▶ **Extracted material**:
^^^^^^^^
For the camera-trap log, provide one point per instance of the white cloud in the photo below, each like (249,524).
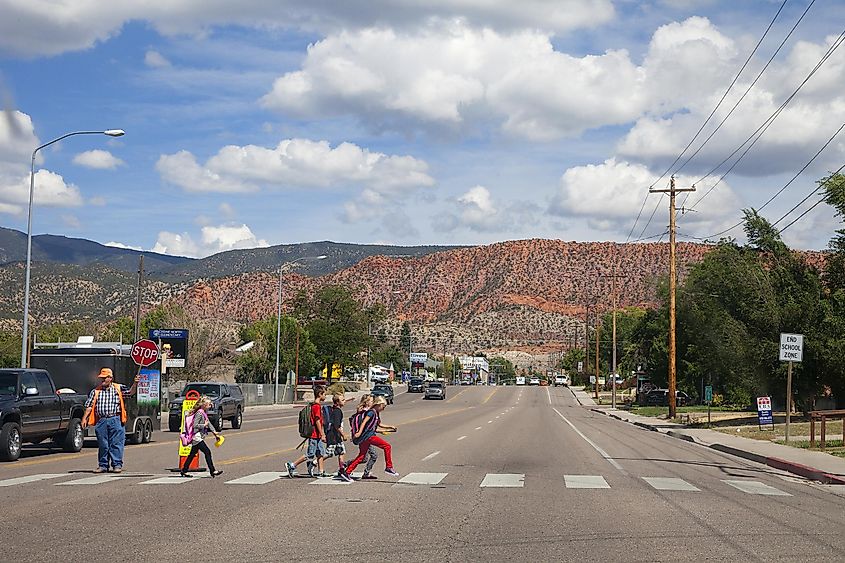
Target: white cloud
(80,24)
(607,194)
(98,159)
(116,244)
(154,59)
(213,239)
^^^^^^^^
▶ **Instruction**:
Transcribe the records above word for word, leaving out the pictures.

▶ **Solution to this task**:
For the camera-trap log, provide one point per instance of the white cloud in the photo below, each like (249,524).
Target: white cloud
(80,24)
(607,194)
(98,159)
(116,244)
(154,59)
(213,239)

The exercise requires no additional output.